━━ DATA ━━

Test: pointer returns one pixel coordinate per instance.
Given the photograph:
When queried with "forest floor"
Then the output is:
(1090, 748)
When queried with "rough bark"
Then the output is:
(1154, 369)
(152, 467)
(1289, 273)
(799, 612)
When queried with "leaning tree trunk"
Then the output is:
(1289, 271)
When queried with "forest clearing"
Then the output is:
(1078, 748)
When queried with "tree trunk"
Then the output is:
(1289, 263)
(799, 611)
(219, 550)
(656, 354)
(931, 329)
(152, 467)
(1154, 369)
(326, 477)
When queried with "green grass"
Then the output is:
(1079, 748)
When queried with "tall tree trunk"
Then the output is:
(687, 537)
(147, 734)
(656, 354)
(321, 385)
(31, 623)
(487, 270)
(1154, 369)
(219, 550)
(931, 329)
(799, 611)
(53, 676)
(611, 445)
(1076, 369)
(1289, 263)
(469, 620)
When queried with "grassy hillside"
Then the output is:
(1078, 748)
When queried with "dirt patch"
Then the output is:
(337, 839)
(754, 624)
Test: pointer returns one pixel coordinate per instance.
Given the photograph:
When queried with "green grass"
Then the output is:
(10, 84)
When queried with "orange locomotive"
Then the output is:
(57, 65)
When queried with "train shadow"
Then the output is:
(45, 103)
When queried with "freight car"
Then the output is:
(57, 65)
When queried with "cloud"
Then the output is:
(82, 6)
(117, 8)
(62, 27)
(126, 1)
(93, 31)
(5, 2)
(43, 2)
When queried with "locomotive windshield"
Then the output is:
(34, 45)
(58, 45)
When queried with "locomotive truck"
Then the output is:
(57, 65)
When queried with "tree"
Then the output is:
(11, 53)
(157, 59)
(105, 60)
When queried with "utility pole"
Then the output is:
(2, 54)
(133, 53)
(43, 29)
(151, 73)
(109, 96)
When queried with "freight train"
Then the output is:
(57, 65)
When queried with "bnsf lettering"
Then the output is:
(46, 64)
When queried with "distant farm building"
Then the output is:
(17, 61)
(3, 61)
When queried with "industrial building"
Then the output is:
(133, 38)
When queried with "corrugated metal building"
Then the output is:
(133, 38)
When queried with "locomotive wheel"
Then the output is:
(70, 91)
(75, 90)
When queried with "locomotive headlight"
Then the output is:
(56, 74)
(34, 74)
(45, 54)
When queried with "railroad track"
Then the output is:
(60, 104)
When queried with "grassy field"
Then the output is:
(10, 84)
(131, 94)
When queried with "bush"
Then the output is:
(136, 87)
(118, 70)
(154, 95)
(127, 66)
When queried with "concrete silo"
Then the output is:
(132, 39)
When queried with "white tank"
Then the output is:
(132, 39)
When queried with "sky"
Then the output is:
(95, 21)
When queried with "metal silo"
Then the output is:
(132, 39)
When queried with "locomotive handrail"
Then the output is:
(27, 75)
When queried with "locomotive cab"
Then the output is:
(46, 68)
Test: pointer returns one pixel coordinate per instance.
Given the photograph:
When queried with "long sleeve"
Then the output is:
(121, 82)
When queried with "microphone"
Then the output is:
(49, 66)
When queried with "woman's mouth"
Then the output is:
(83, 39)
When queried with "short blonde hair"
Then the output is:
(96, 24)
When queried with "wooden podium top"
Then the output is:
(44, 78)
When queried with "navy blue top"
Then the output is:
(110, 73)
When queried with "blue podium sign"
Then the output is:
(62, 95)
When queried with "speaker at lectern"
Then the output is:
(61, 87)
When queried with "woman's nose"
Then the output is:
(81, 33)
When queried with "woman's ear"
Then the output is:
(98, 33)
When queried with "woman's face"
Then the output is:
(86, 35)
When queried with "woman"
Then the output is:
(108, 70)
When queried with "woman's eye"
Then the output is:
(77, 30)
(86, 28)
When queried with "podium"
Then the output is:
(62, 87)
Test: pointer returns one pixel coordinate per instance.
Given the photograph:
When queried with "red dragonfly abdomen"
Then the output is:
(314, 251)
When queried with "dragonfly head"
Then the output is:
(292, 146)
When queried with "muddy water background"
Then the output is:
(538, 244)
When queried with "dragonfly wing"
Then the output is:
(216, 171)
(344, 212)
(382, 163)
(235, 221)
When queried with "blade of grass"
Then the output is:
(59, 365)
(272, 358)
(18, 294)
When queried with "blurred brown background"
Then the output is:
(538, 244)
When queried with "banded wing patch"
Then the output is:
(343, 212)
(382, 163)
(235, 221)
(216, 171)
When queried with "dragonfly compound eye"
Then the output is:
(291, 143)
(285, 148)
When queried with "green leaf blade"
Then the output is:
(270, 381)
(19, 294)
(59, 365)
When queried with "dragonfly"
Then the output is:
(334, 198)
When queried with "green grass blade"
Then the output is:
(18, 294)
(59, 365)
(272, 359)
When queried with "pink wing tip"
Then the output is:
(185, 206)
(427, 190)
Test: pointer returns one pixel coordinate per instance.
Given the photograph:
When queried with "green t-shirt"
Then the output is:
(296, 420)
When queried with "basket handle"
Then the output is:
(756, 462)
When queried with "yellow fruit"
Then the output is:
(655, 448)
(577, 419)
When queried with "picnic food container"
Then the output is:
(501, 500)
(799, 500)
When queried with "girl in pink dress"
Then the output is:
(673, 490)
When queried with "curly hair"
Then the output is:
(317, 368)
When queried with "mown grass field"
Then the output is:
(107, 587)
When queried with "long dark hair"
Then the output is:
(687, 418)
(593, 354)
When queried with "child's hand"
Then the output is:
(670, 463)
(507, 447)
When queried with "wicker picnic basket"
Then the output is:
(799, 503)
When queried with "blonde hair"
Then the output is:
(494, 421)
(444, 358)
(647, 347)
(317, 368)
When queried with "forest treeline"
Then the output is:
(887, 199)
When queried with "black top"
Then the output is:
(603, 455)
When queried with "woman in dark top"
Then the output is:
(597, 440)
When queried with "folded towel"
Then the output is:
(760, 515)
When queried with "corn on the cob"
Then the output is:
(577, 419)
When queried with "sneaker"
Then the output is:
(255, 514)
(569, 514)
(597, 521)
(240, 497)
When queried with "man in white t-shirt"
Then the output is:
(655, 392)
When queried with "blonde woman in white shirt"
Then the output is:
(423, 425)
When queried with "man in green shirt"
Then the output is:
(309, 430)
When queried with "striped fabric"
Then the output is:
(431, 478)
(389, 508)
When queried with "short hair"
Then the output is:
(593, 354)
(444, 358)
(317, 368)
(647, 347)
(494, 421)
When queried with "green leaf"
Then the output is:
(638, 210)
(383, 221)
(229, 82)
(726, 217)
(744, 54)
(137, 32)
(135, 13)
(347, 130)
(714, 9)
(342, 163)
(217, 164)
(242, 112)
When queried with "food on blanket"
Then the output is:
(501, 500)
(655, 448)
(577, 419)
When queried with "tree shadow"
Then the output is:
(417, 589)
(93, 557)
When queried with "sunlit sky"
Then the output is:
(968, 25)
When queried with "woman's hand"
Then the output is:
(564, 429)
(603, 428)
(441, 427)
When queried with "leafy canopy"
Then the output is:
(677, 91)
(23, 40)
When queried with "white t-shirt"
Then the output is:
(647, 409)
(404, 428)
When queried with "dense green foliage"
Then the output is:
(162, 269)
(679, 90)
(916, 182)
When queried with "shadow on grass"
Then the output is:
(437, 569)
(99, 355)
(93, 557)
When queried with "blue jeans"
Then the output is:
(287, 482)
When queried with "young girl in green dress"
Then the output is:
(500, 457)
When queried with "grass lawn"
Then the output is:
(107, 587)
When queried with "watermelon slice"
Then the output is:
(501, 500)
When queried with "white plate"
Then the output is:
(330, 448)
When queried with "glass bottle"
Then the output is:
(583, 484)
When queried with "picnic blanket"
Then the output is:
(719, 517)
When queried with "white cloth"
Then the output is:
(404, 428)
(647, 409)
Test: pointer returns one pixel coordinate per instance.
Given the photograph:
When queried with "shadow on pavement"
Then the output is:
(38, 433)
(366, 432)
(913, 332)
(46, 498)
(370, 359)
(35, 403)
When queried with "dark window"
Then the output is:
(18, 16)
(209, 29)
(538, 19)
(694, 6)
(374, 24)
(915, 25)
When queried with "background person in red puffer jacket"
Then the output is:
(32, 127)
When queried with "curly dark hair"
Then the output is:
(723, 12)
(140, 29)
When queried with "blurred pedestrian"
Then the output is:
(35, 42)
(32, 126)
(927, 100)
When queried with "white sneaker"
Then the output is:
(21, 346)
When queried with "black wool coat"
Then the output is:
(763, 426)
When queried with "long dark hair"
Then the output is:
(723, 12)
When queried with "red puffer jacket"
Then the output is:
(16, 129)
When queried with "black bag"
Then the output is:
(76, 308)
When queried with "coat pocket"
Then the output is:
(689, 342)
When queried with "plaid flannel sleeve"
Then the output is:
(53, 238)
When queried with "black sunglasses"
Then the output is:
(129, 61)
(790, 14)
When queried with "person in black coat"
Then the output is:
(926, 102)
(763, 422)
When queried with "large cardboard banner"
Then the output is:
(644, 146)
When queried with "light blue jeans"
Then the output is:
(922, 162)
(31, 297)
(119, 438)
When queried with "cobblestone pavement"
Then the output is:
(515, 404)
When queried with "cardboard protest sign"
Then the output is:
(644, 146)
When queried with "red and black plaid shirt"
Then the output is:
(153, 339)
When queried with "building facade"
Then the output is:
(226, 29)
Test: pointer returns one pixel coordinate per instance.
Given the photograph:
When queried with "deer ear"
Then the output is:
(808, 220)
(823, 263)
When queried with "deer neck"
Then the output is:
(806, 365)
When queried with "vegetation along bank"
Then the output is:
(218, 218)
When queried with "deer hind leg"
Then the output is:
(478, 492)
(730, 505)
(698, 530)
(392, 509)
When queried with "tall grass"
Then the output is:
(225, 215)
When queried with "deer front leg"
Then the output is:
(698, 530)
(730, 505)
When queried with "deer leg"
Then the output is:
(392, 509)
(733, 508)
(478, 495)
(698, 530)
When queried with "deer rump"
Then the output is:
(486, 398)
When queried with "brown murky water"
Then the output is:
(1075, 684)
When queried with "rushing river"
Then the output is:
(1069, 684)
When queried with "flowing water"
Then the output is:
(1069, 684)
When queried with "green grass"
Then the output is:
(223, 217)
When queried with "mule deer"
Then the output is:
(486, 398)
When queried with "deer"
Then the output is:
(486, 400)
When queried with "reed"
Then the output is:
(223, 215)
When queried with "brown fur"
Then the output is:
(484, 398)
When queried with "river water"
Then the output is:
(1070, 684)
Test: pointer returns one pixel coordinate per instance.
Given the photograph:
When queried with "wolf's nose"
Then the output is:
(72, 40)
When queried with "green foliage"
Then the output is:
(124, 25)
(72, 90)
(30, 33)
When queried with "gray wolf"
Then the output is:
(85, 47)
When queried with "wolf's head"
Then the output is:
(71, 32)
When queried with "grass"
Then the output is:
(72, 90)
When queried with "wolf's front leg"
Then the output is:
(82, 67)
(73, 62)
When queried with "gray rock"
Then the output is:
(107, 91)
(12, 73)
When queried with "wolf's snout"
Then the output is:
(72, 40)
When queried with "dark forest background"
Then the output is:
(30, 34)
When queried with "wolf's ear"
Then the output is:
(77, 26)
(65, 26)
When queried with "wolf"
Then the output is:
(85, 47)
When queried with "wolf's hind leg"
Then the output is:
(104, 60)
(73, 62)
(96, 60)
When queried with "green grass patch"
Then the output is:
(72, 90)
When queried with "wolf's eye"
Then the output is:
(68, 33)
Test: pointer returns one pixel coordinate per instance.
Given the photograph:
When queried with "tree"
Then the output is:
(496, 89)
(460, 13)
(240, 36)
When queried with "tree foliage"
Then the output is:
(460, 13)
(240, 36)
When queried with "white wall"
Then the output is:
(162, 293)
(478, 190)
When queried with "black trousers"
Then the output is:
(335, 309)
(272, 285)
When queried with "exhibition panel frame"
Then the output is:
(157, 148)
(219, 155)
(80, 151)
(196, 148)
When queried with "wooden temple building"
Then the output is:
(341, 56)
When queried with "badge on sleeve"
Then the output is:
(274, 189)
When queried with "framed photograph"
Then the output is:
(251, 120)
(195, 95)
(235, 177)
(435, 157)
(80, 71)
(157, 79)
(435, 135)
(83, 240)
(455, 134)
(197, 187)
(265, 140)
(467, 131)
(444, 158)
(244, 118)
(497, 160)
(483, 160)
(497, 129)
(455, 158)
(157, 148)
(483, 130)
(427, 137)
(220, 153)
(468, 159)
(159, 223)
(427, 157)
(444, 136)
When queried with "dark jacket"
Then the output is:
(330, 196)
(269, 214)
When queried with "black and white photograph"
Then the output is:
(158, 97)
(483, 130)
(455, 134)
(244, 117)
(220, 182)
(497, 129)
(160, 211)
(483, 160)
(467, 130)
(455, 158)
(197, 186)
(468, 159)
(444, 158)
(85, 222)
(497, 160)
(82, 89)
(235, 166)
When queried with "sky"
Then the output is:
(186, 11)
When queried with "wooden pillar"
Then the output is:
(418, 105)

━━━

SET PROBLEM :: Count the lines in the material above that contain the word "pavement", treating uppercase and lowercase as different, and reply with the number alone.

TASK SOLUTION :: 2